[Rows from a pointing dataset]
# # # #
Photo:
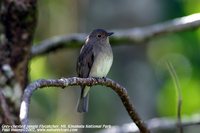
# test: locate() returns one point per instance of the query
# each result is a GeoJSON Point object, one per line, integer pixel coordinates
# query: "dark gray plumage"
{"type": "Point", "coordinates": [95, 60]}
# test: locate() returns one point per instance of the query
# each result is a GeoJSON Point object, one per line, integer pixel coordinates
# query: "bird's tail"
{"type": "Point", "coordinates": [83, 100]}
# # # #
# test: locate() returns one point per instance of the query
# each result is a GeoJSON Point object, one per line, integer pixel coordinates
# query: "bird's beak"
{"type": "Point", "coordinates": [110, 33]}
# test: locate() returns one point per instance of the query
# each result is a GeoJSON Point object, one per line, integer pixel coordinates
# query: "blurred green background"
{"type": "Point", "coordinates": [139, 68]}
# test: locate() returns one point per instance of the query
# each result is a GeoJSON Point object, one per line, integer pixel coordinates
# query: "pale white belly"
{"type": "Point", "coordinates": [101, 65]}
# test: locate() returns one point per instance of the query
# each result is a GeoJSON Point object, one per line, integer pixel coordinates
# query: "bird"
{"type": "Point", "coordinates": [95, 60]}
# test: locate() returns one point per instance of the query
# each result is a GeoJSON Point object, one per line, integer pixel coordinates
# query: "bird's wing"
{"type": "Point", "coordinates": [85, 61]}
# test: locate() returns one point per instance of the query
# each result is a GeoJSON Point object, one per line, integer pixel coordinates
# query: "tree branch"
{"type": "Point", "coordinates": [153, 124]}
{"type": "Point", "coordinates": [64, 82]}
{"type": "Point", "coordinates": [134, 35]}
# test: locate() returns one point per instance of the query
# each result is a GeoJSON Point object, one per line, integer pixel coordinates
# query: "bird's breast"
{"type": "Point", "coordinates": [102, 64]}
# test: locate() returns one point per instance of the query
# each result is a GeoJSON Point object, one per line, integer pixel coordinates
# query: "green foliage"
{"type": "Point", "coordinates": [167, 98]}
# # # #
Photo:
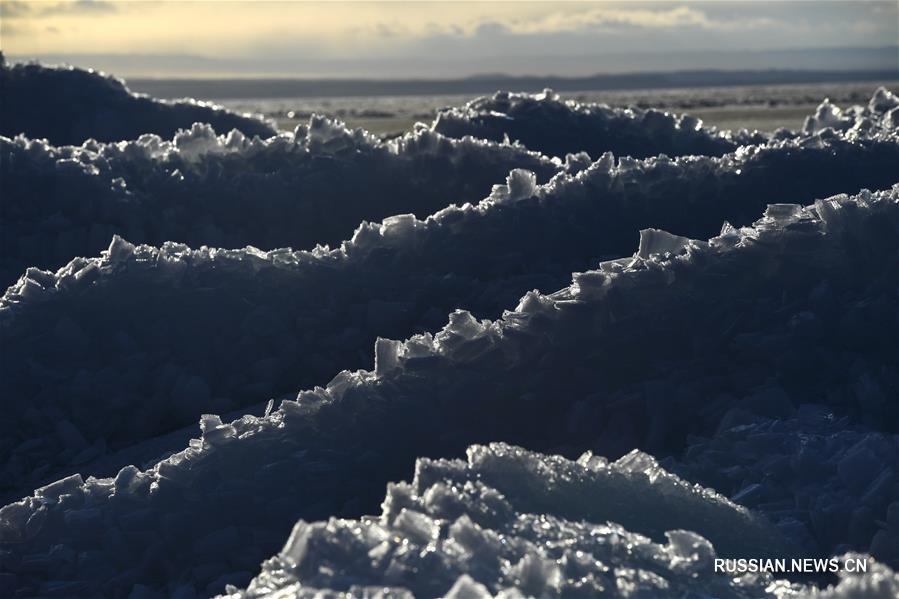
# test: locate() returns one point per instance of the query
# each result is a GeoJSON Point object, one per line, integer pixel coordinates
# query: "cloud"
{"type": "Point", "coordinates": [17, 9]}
# # # #
**WHAT TO PRODUCE**
Find every line in the data above that contains the string "green", and copy each of those lines. Case counts.

**EXERCISE RESULT**
# query: "blurred green background"
# query: "green foliage"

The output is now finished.